**Consignes de l'exercice**
1. Reproduisez fidèlement le passage du texte sur l'arrêt Melloni qui va de « Il est évident » jusqu'à « incontestablement moins précise. ».
2. Rédigez la suite du texte sur l'arrêt Melloni en reprenant juste après sa dernière phrase.

**Document source**
--- --- ---

Retour sur l’arrêt Melloni : quelques réflexions sur des usages contradictoires du principe de primauté

par Rostane Mehdi, CERIC

Nous souhaiterions revenir sur une décision Melloni (C-399/11) dont Henri Labayle a livré dans ces colonnes électroniques une première analyse approfondie. Pour notre part, nous développerons ici une réflexion cursive sur les usages dont le principe de primauté peut être l’objet. Il ressort, en effet, de cet arrêt (qui suscitera par ailleurs d’innombrables commentaires) que ce principe peut simultanément, et ce n’est pas le moindre de ses paradoxes, donner lieu à une conception à la fois cohérente (1), lorsqu’elle est reliée aux données d’une espèce, et potentiellement risquée lorsque l’on procède à une montée en généralité (2).

1. Une conception ponctuellement cohérente du principe de primauté

Il est évident que dans l’affaire Melloni, la primauté a été mobilisée au secours de l’exigence de confiance mutuelle. Sans réellement procéder à un examen sur le fond de la conformité de l’article 4 bis paragraphe 1 de la décision-cadre 2009/299  avec les prescriptions des articles 47 et 48 de la Charte des droits fondamentaux, la Cour a préféré tenir, à juste raison, celui-ci pour valide. Son raisonnement aurait probablement été différent sous l’empire de la décision-cadre 2002/584/JAI dans sa version initiale dans la mesure où celle-ci se montrait incontestablement moins précise.

Dit autrement, l’article 4 bis paraît à l’évidence offrir toutes les garanties nécessaires à une protection satisfaisante des personnes condamnées par défaut. Dans cette perspective, la Cour procède à un exercice non pas de hiérarchisation mais plutôt de conciliation entre des impératifs apparaissant, ponctuellement, comme contradictoires : la confiance mutuelle qui est au fondement du mandat d’arrêt européen et une conception des droits fondamentaux que le Tribunal constitutionnel espagnol, s’appuyant lui-même sur les dispositions que l’on croyait limpides de l’article 53 CDFUE, place au cœur de « l’identité nationale » (au sens de l’article 4 § 2 TUE).

En tant que telle, cette solution est parfaitement cohérente car elle permet d’assurer le plein effet utile de l’article 4 bis tout en dissipant les craintes formulées peut-être hâtivement par les juges de renvoi.

Ce faisant, la Cour inscrit son raisonnement dans le ligne de celui développé par l’Avocat Général Yves Bot, lorsque celui-ci estime que l’article 4 bis, paragraphe 1, est « l’expression d’un accord entre tous les Etats membres pour déterminer quand une personne condamnée par défaut doit être remise sans que cela porte atteinte à son droit à un procès équitable et à ses droits de la défense. Ce consensus entre les Etats membres ne laisse pas de place à l’application de standards nationaux de protection divergents » (pt. 126).

--- --- ---

**Entrées**
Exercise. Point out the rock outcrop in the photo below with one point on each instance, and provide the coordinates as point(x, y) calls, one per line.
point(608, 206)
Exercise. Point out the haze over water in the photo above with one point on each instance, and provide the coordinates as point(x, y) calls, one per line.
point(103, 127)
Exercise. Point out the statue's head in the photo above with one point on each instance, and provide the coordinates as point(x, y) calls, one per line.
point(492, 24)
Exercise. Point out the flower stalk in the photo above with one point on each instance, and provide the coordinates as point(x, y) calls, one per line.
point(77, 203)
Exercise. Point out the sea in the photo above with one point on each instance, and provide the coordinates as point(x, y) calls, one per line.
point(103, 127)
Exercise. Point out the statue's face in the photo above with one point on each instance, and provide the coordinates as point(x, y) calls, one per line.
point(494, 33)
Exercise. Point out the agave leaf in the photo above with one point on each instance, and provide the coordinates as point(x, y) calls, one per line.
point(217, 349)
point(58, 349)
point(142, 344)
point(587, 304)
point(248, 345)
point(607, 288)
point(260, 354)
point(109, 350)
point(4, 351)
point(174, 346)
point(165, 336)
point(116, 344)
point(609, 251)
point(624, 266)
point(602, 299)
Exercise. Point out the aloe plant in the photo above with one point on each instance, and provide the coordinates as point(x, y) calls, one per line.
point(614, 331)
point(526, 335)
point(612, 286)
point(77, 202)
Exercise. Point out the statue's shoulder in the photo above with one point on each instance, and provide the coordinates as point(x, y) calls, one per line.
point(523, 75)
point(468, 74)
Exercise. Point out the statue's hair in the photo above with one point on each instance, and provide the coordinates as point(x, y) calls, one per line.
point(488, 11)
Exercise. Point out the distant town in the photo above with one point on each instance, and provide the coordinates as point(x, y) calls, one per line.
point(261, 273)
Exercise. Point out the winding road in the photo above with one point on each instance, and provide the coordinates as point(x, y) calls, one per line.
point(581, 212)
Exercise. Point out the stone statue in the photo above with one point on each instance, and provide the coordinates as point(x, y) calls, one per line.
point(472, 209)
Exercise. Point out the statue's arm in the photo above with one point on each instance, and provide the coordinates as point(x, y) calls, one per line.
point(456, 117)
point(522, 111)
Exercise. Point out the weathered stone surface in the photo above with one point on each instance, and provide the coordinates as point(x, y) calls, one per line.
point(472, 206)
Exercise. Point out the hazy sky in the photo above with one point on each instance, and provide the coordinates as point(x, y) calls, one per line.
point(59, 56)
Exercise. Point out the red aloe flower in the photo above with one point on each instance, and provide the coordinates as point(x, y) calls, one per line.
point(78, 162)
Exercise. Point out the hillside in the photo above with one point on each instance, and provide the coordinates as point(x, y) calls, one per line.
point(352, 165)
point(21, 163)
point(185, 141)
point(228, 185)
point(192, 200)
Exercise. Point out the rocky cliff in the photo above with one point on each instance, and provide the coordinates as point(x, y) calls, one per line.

--- --- ---

**Résultats par consigne**
1.
Il est évident que dans l’affaire Melloni, la primauté a été mobilisée au secours de l’exigence de confiance mutuelle. Sans réellement procéder à un examen sur le fond de la conformité de l’article 4 bis paragraphe 1 de la décision-cadre 2009/299  avec les prescriptions des articles 47 et 48 de la Charte des droits fondamentaux, la Cour a préféré tenir, à juste raison, celui-ci pour valide. Son raisonnement aurait probablement été différent sous l’empire de la décision-cadre 2002/584/JAI dans sa version initiale dans la mesure où celle-ci se montrait incontestablement moins précise.

2.
Laisser à un Etat membre la liberté d’invoquer le maintien de son niveau de protection créerait un risque de rupture de l’équilibre atteint par le législateur, au prix de compromis délicats, et affecterait l’uniformité d’application et partant l’autorité du droit de l’Union européenne. L’article 4 bis, paragraphe 1, a supprimé la marge d’appréciation dont jouissaient précédemment les autorités judiciaires d’exécution, en gageant que la confiance mutuelle (dont la primauté apparaît ici comme un puissant adjuvent) suffirait à assurer le crédit des informations contenues dans le mandat d’arrêt européen. Permettre au juge d’exécution de subordonner la remise à la possibilité d’une nouvelle procédure reviendrait à ajouter une condition à celles prévues par le législateur européen et à annihiler les louables intentions de celui-ci. Perçue dans cette perspective, la solution consacrée, en l’espèce, est aisément justifiable. Pourtant d’où vient l’impression d’inconfort intellectuel qui s’en dégage ?

2. Une lecture potentiellement risquée du principe de primauté

La Cour a entendu confirmer sa volonté de ne pas ouvrir aux autorités nationales la possibilité d’invoquer d’autres motifs de non remise que ceux prévus exhaustivement par le texte de l’article 4 bis, paragraphe 1. Elle donne ainsi le sentiment que l’exécution du mandat sera, en cas de jugement par défaut, automatique dans la mesure où le Conseil a envisagé toutes les hypothèses dans lesquelles les juges de l’Etat d’exécution doivent obtempérer à l’obligation de remise.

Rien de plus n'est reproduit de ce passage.